» Page text
=-=-=-=-=
Further reading from the Universities Federation for Animal WelfareScience in the Service of Animal Welfare:
Brachycephalic Airway Obstruction Syndrome (BAOS)
1. Brief description
Brachycephalic Airway Obstruction Syndrome (BAOS) or Brachycephalic Obstructive Airway Syndrome (BOAS) .occurs in all dog breeds with brachycephaly Brachycephaly is characterised by greatly shortened upper jaws and noses, but the soft tissues of the nose and throat remain unchanged, thus these tissues are squeezed into a substantially smaller space. This leads to narrowing and increased resistance in the upper respiratory tract. BAOS describes the clinical signs seen due to these effects. The main congenital abnormalities (abnormalities present from birth) seen are stenotic nares (abnormally narrowed nostrils), excessively long soft palate in relation to head shape and tracheal hypoplasia (abnormally narrowed windpipe). The permanent narrowing and obstruction of the airways makes breathing harder. The constantly increased respiratory effort leads to secondary changes which further narrow the air passages, including collapse of the larynx (the voice box, the opening to the windpipe). BAOS leads to snoring, respiratory noise, mouth breathing, respiratory distress with rapid breathing and struggling for breath, and can lead to collapse and death. Dogs with BAOS are unable to take even moderate amounts of exercise, are very prone to heat stroke and have constantly disrupted sleep.
2. Intensity of welfare impact
This is a major welfare problem and affected dogs are at risk of bouts of severe respiratory distress, and these crises can be life-threatening eg they are especially at risk when exercising in hot weather. Even mildly affected dogs are likely to suffer disrupted sleep and are prevented from carrying out normal canine behaviours such as running and exercising due to their respiratory compromise. It seems unacceptable that this condition, even in its mildest form, could be considered normal.
=-=-=-=-=
» Record set
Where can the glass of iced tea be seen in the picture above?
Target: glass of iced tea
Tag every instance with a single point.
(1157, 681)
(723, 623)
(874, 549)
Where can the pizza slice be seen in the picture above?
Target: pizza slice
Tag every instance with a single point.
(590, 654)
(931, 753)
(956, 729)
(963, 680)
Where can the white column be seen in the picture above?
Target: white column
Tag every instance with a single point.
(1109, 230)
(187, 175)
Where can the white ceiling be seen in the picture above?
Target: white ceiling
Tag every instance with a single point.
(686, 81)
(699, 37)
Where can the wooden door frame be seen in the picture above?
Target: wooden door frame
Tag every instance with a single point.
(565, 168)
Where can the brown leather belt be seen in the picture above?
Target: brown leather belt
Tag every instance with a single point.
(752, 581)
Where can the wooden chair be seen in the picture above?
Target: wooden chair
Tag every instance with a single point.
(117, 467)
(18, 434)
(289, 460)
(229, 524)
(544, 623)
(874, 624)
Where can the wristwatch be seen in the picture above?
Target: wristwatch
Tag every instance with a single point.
=-=-=-=-=
» Tasks for this exercise
(1) From the page text on Brachycephalic Airway Obstruction Syndrome, list the main congenital abnormalities it names.
(2) Continue the text on Brachycephalic Airway Obstruction Syndrome from the point where it ends.

» Answers for the exercise
(1)
- Stenotic nares (abnormally narrowed nostrils)
- Excessively long soft palate in relation to head shape
- Tracheal hypoplasia (abnormally narrowed windpipe)

(2)
3. Duration of welfare impact
It is a progressive, life-long condition. BAOS can affect immature dogs under 6 months of age.
4. Number of animals affected
To an extent, all French Bulldogs may be affected in some way by this condition, because of their severe brachycephalic conformation, but the severity of clinical signs may vary.
Vets would suspect BAOS in any French bulldog showing the typical signs, as it is so common in the breed. However, specific diagnosis of most of the abnormalities, that together form the syndrome, requires examination under anaesthetic, plus radiographs (x-rays) and possibly endoscopy (examination with a fibre optic tube inside the dog). These procedures have to be performed under anaesthesia, which creates a dilemma as dogs with BAOS have a substantially increased risk of dying under anaesthesia because of their respiratory compromise.
BAOS is caused by brachycephaly. This inherited defect is a consequence of the appearance and breed standards of all brachycephalic breeds.
7. How do you know if an animal is a carrier or likely to become affected?
Probably all French Bulldogs are affected with BAOS to a greater or lesser extent, but the clinical signs will vary from mild to severe. Examination of any puppy prior to purchase is essential, along with its dam and sire. To avoid the risk of perpetuating the welfare problems associated with this condition, dogs showing any signs of BAOS, or whose parents have any signs or have had surgical procedures to alleviate the condition should not be purchased.
8. Methods and prospects for elimination of the problem
As BAOS is due to the brachycephalic head shape, it seems unlikely that it will be possible to eliminate the condition from French bulldogs without changing the conformation (and the breed standard). As all French bulldogs have this condition, to a greater or lesser extent, this would mean out-crossing to non-brachycephalic breeds. Opinions differ as to whether it is ethically acceptable to breed animals whose welfare is likely to be compromised.